─── Vorgegebener Text
Bei der Grafikkarte sollte auch eine GTX560 Ti oder AMD HD6950 gut ausreichen, die sind nur 10-15% langsamer als eine GTX570. Wenn Du das im fps-kritischen Bereich umrechnest (z.B. 30fps statt 34fps) wird klar, dass die GTX570 auch nicht mehr viel reißt, wenn einer GTX560Ti die Luft ausgeht


----------



## TheRampage (18. Juni 2011)

*AW: PC für BF3! Hardware Anfänger sucht Hilfe!*

gut!
also i5!
was die Grafik angeht habe ich keine Vorstellung also mir ist egal ob Nvidia oder AMD!
Werde wohl die HD6970 nehmen die mir GoldenMic vorgeschlagen hat! Ist ein wenig billiger und in der PCGH 03/2011 steht das die für Fps-Liebhaber ist! Also perfekt für mich! 
Was ich mich nur frage ist warum ich diese Festplatte nehmen soll und nicht meine?
Immerhin hatte mein Vorschlag 2Tb und kostet nicht viel mehr! Ist die qualitativ hochwertiger oder wie soll ich das verstehen?
Das selbe gilt für den Bildschirm!
Ram, CPU, Mainboard, CPU-Kühler und Tastatur werde ich übernehmen!
Das ging aber flott !
Nun habe ich fast alles zusammen!
BF3 ich komme hhh 
Danke euch!


----------



## Softy (18. Juni 2011)

*AW: PC für BF3! Hardware Anfänger sucht Hilfe!*

Als Systemplatte würde ich eine flottere Festplatte nehmen, keine Eco-Platte. Daher der Vorschlag mit der HD103SJ.

Die Asus DCII HD6970 ist mit 297mm recht lang, und passt daher nicht in jedes Gehäuse. Das bitte vorher prüfen. Ins Sharkoon T9 passt sie (knapp) rein.

Über eine SSD in Kombination mit der Samsung F4 könntest Du nachdenken.


----------



## GoldenMic (18. Juni 2011)

*AW: PC für BF3! Hardware Anfänger sucht Hilfe!*

Naja im Gesamtrating kam die GTX570 ein wenig besser weg.
Persönlich würde ich auch sie nehmen, um in Spielen auch mal Downsampling nutzen zu können.
Die 1Tb Festplatten sind in der Regel besser da sie geriner Ausfallraten haben.
──────
→ Aufgaben:
1. Wiederhole bitte unverändert alles vom Beginn der Einträge bis hinunter zur Zeile, die „[(76, 101), (21, 106), (20, 142), (63, 153), (87, 135)]“ enthält, einschließlich dieser Zeile.
2. Schreib die Forumsdiskussion über einen PC für BF3 im Anschluss an ihren letzten Satz weiter.
Der Text und die Einträge stammen aus verschiedenen Quellen.
─── Ausgangsmaterial
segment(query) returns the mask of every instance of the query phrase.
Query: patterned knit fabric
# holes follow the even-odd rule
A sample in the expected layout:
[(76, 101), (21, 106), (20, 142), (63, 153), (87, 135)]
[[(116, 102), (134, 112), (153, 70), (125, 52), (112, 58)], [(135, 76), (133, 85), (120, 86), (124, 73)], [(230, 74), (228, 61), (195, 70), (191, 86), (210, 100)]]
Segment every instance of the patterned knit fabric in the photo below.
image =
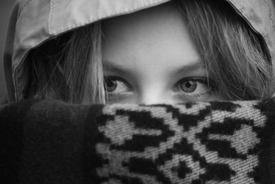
──────
→ Antworten je Aufgabe:
1.
segment(query) returns the mask of every instance of the query phrase.
Query: patterned knit fabric
# holes follow the even-odd rule
A sample in the expected layout:
[(76, 101), (21, 106), (20, 142), (63, 153), (87, 135)]

2.
Den Bildschirm musst du selber wissen.
24" und LED Backlight wären mir da wichtig.

Viel Spaß damit


----------



## TheRampage (18. Juni 2011)

*AW: PC für BF3! Hardware Anfänger sucht Hilfe!*

Also die Maße vom DF-30 sind(laut Mindfactory):
Breite: 19.8 cm

                                                 Tiefe: 48.6 cm

                                                 Höhe: 48.5 cm
Ich schätze mal das die Tiefe entscheidend ist jedoch weiß ich nun nicht ob sie hinein passt wegen den Festplattenplätzen!
Hast du da eine Ahnung?


----------



## Softy (18. Juni 2011)

*AW: PC für BF3! Hardware Anfänger sucht Hilfe!*

Meinst Du das Antec DF-30? Da ist die maximale Grafikkartenlänge 292mm, die Asus HD6970 DC II passt da also leider nicht rein.


----------



## GoldenMic (18. Juni 2011)

*AW: PC für BF3! Hardware Anfänger sucht Hilfe!*

Hast du denn mal meinen Post bezüglich Downsamling gelesen?

Und nein das Stimmt nicht ganz.
Das sind die Maße des Gehäuses komplett.
Du musst aber im Inneraum quasi den Platz für Festplatten etc wegrechnen.


----------



## TheRampage (18. Juni 2011)

*AW: PC für BF3! Hardware Anfänger sucht Hilfe!*

1TB platte notiert! 
24" sind mir verdammt wichtig und das hat der Screen doch auch den ich vorgeschlagen habe oder? Musst mal in den Link schauen!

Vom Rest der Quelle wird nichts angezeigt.